START DATASET EXTRACT

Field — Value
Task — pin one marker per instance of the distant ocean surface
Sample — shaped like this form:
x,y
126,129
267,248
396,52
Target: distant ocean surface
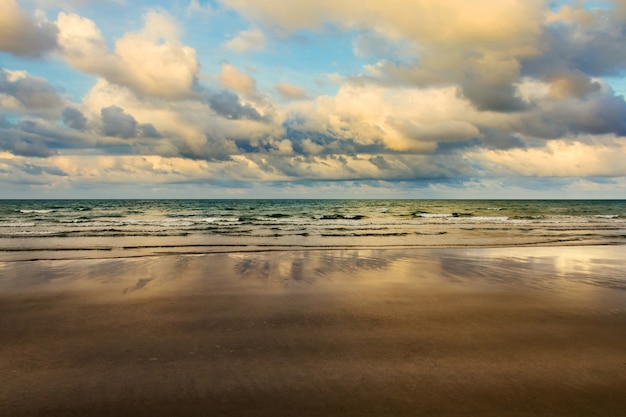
x,y
68,229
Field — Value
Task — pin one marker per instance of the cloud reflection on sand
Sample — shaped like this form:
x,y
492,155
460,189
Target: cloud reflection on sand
x,y
554,269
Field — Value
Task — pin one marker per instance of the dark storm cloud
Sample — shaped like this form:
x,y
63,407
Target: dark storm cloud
x,y
115,122
39,170
492,97
20,143
38,138
601,51
228,105
74,118
600,114
380,162
147,130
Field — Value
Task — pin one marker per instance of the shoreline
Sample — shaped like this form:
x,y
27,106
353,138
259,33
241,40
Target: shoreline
x,y
529,331
155,251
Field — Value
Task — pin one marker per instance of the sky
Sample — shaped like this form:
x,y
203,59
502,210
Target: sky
x,y
312,99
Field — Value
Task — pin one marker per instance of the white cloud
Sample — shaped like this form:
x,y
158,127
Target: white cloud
x,y
23,35
291,92
151,62
231,77
252,39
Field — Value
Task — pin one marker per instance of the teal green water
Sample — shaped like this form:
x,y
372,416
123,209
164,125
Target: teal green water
x,y
81,225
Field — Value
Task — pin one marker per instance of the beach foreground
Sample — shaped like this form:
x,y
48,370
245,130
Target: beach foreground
x,y
487,332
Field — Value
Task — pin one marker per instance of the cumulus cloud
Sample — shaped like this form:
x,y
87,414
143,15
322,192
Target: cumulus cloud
x,y
115,122
151,62
23,35
291,92
231,77
248,40
229,105
74,118
21,92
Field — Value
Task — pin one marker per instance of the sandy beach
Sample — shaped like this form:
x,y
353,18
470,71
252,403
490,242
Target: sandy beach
x,y
396,332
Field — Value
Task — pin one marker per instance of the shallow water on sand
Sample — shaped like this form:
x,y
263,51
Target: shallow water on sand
x,y
70,229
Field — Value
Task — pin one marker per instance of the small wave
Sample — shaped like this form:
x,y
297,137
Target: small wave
x,y
340,217
278,215
41,211
434,215
391,234
18,224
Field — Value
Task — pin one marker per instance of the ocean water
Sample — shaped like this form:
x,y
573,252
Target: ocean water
x,y
60,229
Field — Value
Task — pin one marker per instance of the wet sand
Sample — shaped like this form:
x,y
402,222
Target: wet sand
x,y
482,332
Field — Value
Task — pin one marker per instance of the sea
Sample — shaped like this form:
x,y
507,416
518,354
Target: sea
x,y
79,229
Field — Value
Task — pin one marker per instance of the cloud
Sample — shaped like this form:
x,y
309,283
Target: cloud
x,y
248,40
115,122
21,92
231,77
151,62
559,158
74,119
228,105
195,8
291,92
22,35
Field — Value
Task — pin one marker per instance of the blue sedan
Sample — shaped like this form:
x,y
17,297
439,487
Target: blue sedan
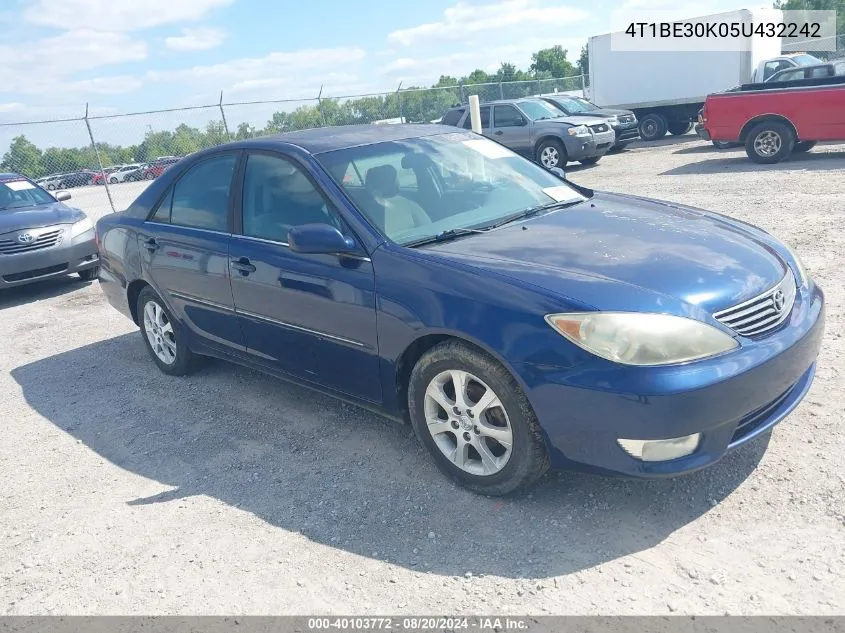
x,y
518,321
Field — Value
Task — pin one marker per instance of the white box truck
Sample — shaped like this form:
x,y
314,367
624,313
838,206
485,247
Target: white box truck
x,y
666,89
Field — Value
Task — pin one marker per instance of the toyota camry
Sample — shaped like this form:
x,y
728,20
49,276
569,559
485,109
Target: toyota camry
x,y
518,321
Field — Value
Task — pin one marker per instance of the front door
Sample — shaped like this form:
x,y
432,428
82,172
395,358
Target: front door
x,y
310,315
510,128
184,248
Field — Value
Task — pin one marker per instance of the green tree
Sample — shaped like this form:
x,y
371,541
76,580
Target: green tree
x,y
552,60
24,158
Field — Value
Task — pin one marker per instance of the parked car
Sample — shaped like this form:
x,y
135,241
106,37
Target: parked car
x,y
539,131
40,236
51,183
81,178
623,122
516,320
157,168
126,172
775,120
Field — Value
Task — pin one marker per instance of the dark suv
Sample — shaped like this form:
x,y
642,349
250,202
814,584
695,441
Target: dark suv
x,y
623,122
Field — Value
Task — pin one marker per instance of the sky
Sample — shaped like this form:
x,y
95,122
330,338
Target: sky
x,y
121,56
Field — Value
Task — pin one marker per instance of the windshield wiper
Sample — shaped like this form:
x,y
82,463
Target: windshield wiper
x,y
443,236
525,213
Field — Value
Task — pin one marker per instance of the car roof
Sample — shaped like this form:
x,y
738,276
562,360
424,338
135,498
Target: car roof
x,y
325,139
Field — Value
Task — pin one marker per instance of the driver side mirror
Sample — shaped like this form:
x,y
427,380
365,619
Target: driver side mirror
x,y
557,171
319,238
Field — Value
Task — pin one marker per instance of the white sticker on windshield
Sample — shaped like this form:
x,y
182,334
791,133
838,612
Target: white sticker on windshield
x,y
561,193
488,149
19,185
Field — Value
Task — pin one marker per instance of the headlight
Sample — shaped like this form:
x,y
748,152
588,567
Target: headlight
x,y
640,338
83,226
803,277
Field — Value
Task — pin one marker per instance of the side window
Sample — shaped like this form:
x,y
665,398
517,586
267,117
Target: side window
x,y
507,116
162,212
452,117
278,195
201,195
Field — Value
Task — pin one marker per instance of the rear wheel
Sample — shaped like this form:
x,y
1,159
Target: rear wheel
x,y
679,128
476,423
163,336
769,142
653,126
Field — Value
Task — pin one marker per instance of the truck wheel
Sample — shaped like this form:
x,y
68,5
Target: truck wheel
x,y
769,142
551,154
653,126
679,128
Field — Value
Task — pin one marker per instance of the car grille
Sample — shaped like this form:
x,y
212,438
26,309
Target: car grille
x,y
762,313
42,240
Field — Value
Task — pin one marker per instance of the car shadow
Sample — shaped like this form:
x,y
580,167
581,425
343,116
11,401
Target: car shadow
x,y
741,163
344,477
39,291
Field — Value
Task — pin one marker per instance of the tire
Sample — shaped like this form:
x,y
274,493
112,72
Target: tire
x,y
182,360
679,128
89,274
769,142
504,471
653,126
551,153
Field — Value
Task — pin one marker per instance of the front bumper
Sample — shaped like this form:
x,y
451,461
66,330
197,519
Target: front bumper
x,y
626,133
70,256
729,400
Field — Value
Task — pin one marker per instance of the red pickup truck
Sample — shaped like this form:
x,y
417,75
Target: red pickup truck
x,y
772,121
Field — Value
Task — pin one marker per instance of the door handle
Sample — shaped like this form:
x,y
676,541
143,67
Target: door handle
x,y
243,266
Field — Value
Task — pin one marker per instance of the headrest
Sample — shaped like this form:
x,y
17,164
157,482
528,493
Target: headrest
x,y
383,181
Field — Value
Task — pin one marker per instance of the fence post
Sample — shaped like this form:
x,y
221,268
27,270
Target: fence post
x,y
99,162
223,114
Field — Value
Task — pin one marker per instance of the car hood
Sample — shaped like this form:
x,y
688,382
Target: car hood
x,y
41,215
613,250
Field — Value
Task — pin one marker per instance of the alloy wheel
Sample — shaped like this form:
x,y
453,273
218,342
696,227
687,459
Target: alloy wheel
x,y
468,422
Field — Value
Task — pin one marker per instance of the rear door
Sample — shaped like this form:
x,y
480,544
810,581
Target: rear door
x,y
184,247
510,128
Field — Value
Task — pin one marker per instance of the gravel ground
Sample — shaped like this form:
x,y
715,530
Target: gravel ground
x,y
127,492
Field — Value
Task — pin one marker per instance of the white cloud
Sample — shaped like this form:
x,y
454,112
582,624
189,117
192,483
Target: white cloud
x,y
198,39
118,15
463,20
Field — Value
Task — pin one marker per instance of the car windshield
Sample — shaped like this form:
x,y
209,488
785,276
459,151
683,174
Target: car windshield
x,y
420,188
576,104
19,193
537,110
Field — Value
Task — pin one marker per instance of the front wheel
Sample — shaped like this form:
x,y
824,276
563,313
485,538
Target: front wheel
x,y
476,423
769,142
551,154
162,336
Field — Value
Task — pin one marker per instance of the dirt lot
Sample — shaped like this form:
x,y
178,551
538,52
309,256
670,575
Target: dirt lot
x,y
124,491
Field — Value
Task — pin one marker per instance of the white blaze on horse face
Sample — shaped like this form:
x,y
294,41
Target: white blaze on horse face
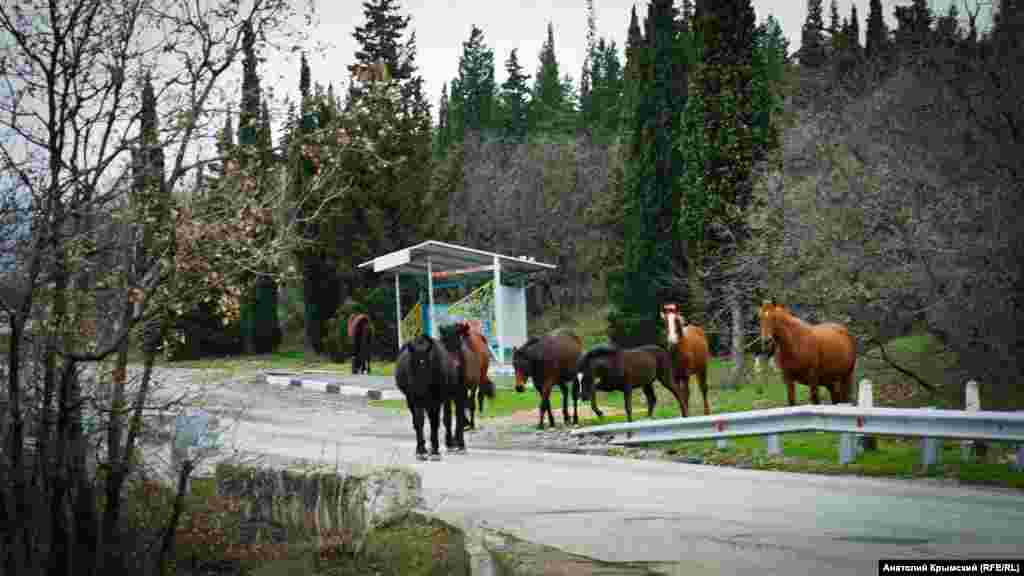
x,y
670,317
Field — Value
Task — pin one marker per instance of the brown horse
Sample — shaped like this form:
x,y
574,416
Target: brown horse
x,y
816,355
624,370
690,356
359,334
550,360
472,355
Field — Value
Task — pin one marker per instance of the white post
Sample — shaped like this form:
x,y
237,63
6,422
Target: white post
x,y
972,403
931,449
865,399
499,320
397,309
430,298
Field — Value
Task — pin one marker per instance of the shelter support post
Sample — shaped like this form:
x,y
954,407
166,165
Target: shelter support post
x,y
499,307
397,309
430,298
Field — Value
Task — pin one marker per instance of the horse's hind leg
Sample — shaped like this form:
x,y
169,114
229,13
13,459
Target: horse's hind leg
x,y
421,445
449,440
433,412
565,402
702,382
648,391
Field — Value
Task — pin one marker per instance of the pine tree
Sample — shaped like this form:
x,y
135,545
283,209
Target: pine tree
x,y
853,37
876,44
634,55
720,140
652,201
586,76
836,28
476,83
547,104
260,329
442,133
812,52
380,38
515,95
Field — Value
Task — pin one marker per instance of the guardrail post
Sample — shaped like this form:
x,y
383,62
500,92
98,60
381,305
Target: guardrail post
x,y
847,444
972,403
930,449
865,399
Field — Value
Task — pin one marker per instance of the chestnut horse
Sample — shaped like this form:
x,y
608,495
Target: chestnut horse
x,y
815,355
469,348
625,369
690,356
550,360
359,334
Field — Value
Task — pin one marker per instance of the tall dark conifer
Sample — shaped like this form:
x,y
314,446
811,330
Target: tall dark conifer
x,y
515,95
812,51
877,40
653,167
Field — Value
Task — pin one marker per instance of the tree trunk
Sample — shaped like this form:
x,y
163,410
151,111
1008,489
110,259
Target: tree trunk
x,y
310,311
736,310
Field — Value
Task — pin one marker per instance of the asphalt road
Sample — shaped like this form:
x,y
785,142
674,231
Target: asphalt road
x,y
709,520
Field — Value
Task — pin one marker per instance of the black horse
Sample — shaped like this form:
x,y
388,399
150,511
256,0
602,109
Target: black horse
x,y
427,376
360,333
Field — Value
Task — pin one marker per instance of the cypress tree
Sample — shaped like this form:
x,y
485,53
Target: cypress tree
x,y
514,94
812,53
876,44
653,166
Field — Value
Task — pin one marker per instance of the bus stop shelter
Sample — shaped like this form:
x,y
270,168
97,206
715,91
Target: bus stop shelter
x,y
440,262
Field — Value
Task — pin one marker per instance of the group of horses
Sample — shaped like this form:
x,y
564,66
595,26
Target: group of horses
x,y
816,355
436,374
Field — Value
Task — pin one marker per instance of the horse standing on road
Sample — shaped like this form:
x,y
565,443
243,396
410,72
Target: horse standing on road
x,y
360,333
426,375
472,356
690,356
815,355
550,360
621,369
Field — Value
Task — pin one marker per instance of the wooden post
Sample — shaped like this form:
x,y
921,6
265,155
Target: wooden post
x,y
972,403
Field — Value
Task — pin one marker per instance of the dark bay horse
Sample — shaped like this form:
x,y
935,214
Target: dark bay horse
x,y
425,373
625,369
690,356
815,355
359,334
472,356
550,360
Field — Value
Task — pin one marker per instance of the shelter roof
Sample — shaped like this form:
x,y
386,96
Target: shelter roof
x,y
450,259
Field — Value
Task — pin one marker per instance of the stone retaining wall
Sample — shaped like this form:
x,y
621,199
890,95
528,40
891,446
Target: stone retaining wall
x,y
317,503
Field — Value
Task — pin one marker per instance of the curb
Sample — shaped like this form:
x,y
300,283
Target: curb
x,y
311,382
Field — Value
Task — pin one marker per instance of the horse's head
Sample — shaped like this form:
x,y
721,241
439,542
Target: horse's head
x,y
770,315
420,351
673,321
521,365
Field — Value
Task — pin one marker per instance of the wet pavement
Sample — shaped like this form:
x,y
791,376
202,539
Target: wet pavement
x,y
702,520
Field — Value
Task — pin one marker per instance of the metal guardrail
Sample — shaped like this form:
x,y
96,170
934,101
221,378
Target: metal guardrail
x,y
852,422
999,426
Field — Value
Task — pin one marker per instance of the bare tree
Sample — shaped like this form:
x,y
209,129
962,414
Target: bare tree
x,y
95,262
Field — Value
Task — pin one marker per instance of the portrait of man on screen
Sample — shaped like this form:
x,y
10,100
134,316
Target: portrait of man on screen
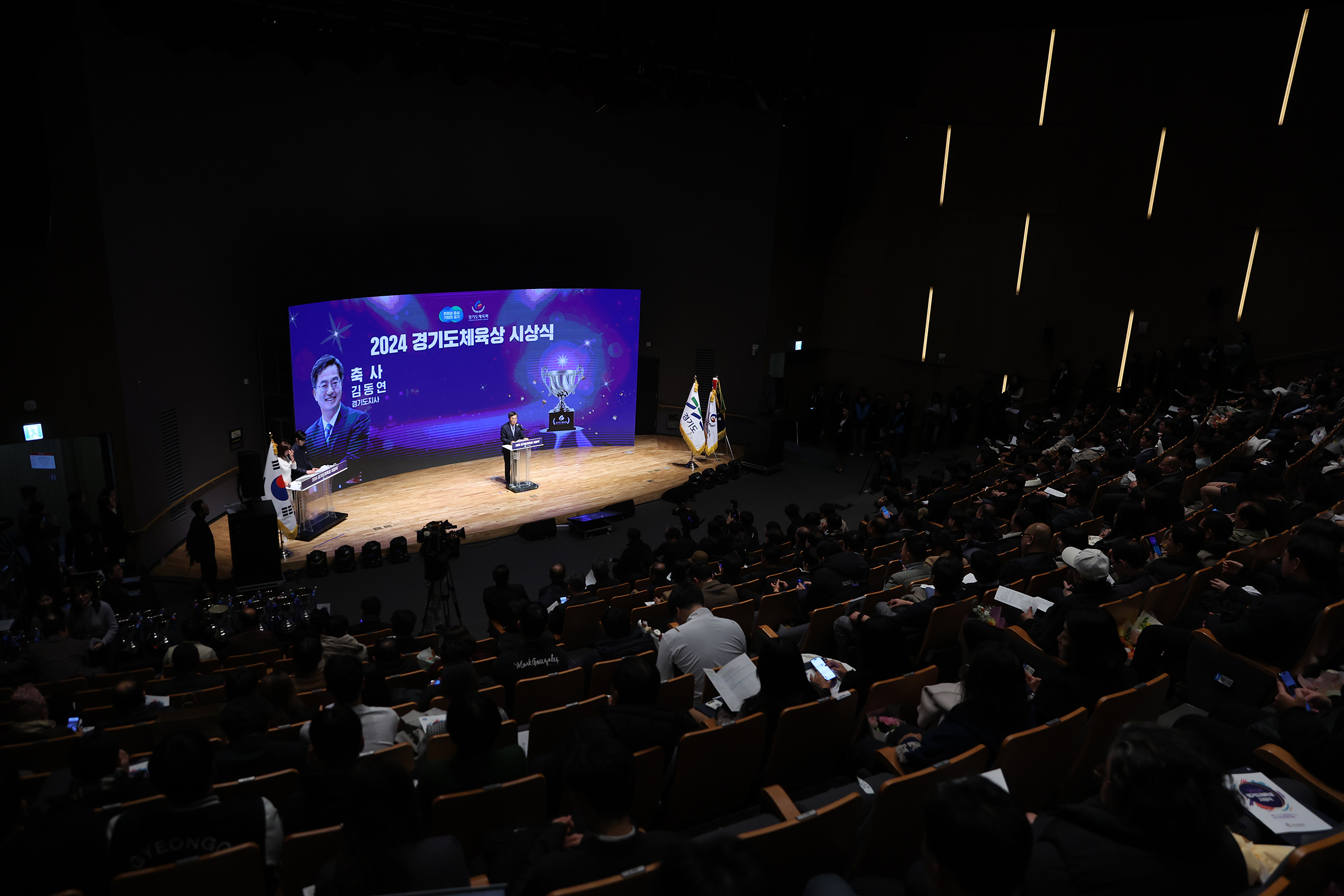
x,y
340,433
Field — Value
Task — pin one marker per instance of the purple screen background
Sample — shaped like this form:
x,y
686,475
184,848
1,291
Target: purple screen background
x,y
441,405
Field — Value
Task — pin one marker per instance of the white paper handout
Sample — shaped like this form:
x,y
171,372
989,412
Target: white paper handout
x,y
736,682
1022,601
1272,806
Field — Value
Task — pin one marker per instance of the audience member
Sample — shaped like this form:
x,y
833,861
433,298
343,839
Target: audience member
x,y
339,642
371,612
603,840
474,723
346,683
252,637
1161,817
701,641
186,675
249,752
192,821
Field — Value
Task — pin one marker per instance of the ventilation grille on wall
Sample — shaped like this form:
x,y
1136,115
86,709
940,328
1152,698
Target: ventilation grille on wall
x,y
174,484
704,372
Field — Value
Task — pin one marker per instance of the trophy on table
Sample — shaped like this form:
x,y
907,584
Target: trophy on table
x,y
561,383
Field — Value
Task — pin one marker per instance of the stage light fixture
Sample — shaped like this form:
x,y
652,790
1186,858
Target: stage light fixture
x,y
1022,262
1292,70
344,561
1161,142
1045,90
1124,352
924,349
1250,262
946,148
316,567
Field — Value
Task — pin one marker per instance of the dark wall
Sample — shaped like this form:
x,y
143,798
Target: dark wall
x,y
859,285
236,189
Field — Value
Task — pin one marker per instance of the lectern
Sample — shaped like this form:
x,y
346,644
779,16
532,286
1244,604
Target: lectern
x,y
519,468
312,494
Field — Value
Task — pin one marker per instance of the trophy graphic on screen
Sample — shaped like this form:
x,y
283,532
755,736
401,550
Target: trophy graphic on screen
x,y
561,383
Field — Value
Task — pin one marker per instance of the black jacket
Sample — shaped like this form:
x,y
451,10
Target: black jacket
x,y
1277,627
1168,568
1086,851
1027,566
1065,689
498,600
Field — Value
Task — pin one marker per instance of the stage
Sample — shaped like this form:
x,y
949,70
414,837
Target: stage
x,y
472,494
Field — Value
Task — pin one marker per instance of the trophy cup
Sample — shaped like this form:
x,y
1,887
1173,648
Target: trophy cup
x,y
561,383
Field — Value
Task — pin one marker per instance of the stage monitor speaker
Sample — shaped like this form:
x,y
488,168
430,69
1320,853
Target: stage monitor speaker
x,y
539,530
624,508
252,476
253,543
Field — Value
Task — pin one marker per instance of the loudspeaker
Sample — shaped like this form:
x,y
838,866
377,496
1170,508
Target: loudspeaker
x,y
676,494
624,508
253,543
316,564
252,476
539,530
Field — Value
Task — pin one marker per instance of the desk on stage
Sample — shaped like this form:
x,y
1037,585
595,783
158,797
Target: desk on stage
x,y
314,508
521,463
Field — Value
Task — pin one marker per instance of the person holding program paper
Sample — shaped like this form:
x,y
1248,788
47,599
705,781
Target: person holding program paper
x,y
1160,824
701,641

END DATASET EXTRACT

◆ TASK GOAL: Exactly as they appear, print the lines of the listing above from its first line through the line that contains "Task — pin one marker per instance of the dark storm", minus the pictures.

◆ EXPECTED OUTPUT:
Field — Value
Task — pin one marker per instance of the distant ocean surface
Sample — shaped like this form:
x,y
126,129
267,248
396,52
Target: distant ocean surface
x,y
68,229
Field — Value
Task — pin one marker per instance of the cloud reflection on sand
Sample — shaped like this form:
x,y
492,155
460,189
Target: cloud reflection on sand
x,y
554,269
Field — Value
Task — pin one marker per instance of the dark storm cloud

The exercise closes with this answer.